## Work item
Can you pick up the blog post with the author's interview of Amber, the main character of Survivor, and carry it on from its last line below?

## Supplied passage
* * * * *
I had an idea about Flamebound, my paranormal romance novella that I’d like to expand into a novel. So that’s happening along with all the other whisperings of my muse.

This Sunday I plan on working on Survivor. I may try to slip some Fireborn words in sometime, but no pressure.

Our weather over here’s been rainy, but it has started to get nicer. I’m hoping for a nice weekend for camping (next week! So close!).

How’s everyone doing this week?

Survivor: An Interview with Amber

Amber is the main character, and Survivor is the story. I’m having trouble with the first two scenes. So, I interviewed Amber. Found out some interesting things. (I do this occasionally when I’m stuck. It works wonders.)

So here’s the interview, as it came from my fingertips. You might get a kick out of it.

NOTE: A is Amber, blank is me.

Why are you being so difficult?

A: I’m not being difficult. You’re being difficult.

How so?

A: You won’t write. You’re confused. You can’t be confused with this.

Okay, why do you think that?

A: How long have you worked on this book? 11 years? You should know it. Really know it. And me.

I really don’t know you. Not as you are now. Time has passed between then and now.

A: I’m the same girl you sat down with back in 2004. I haven’t changed.

But your beginning feels wrong. Why?

A: Distance? You’re more sensitive now? Less sensitive? I dunno. You’re different.

I’ve grown as a writer, for sure.

A: Have you grown out of this book?

HELL NO.

A: Okay, then. Let’s work together to solve this.

Okay, let’s do that.

A: I still think my beginning is powerful. All you got to do is fix it so [redacted for spoilers]. Maybe cut away from me screaming incoherently and to me in the hospital, looking at my face in the mirror and horrified at the bandages.

I could see you horrified, yeah.
* * * * *
Stored entries:
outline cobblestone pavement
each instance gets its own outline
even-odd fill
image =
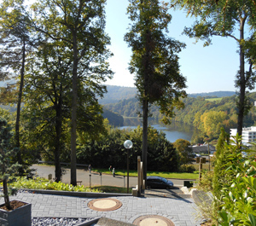
[[[32,203],[32,217],[105,217],[132,223],[136,218],[143,215],[159,215],[171,219],[176,226],[200,225],[200,222],[195,220],[196,210],[192,198],[170,197],[111,197],[122,203],[120,208],[111,212],[98,212],[89,208],[88,203],[97,198],[18,193],[11,200]],[[0,201],[3,202],[3,198]]]

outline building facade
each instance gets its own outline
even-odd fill
[[[230,139],[232,139],[232,136],[236,136],[236,129],[230,129]],[[256,126],[242,128],[241,142],[245,145],[248,145],[250,142],[256,142]]]

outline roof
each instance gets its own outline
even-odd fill
[[[192,147],[192,150],[194,153],[199,153],[199,152],[208,152],[208,145],[201,145],[201,146],[195,146]],[[215,147],[213,145],[209,145],[209,150],[210,152],[215,152]]]

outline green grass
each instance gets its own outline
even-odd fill
[[[211,102],[213,102],[213,101],[219,102],[221,100],[222,100],[222,97],[218,97],[218,98],[207,98],[207,99],[206,99],[206,101],[211,101]]]
[[[112,172],[110,172],[108,170],[106,169],[92,169],[93,171],[96,172],[102,172],[104,174],[109,174],[111,175]],[[116,175],[124,176],[123,171],[115,171]],[[125,176],[127,175],[126,171],[125,171]],[[166,178],[172,178],[172,179],[197,179],[198,178],[198,173],[188,173],[188,172],[159,172],[159,171],[148,171],[148,176],[159,176]],[[130,177],[137,177],[137,171],[129,171],[129,176]]]

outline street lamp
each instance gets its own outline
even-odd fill
[[[129,193],[129,149],[132,148],[132,142],[127,140],[124,142],[125,148],[127,149],[127,194]]]

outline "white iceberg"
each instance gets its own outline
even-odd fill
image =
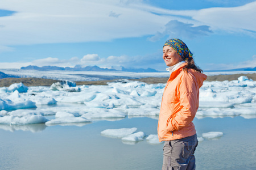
* * * * *
## Response
A: I won’t look like her anymore.

No, you won’t.

A: And I will be…freaked out, I think. I mean, I was manic in scene 1, I was in an almost fatal car crash in scene 2, so I’m a little bit whacked out. Play with that. Bring in the Guardian.

Isn’t it too soon?

A: No, because I need stuff to pile up. It needs to build until I crack.

So I’m torturing you.

A: Bingo. And we know how much you love that.

I do, yeah. But why can’t we keep it the same?

A: The same isn’t working. Your brain is telling you that. Hell, your muse is telling you. You couldn’t even look at it yesterday, you were so confused. And that kinda sucks. I need my story told.

I need to tell your story. I need it out of my head and into the world.

A: Yes, so let’s take care of this problem and move the freak on, okay?

Okay. We will do that.

So…got some ideas. Also, just before doing this freewrite, I did a different one on why I was stuck. I discovered that because I’ve been getting feedback on everything, my muse is a bit beat up. (And I need that feedback, so this isn’t a complaint, honestly!) She’s feeling cagey about just writing and getting words down, and screwing up the story. So I need to step away from that — at least, when writing — and see if I can just write and not worry about anything else.

Things creep in, you know? Bills. Work. Eye pain. The upcoming release. What people will say. Hell, what they won’t say. I need to let it all GO, right here, right now.

And just write.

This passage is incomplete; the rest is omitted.